GIVEN INSTRUCTION — Substitute "locate" for every "look for" in the data below, and leave everything else as it is.

DATA EXCERPTS —

* * * * * * * * *

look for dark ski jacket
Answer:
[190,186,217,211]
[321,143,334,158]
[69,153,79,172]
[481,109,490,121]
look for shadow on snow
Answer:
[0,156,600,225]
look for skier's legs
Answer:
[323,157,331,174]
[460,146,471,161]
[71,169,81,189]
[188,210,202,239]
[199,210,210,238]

* * * * * * * * *

ANSWER TO THIS EXERCISE —
locate dark ski jacket
Answer:
[190,186,217,211]
[321,143,334,158]
[69,153,79,172]
[481,109,490,121]
locate shadow on snow
Answer:
[0,156,600,225]
locate skier's legs
Answer:
[323,157,331,174]
[460,146,471,161]
[71,169,81,189]
[188,210,202,239]
[199,210,210,238]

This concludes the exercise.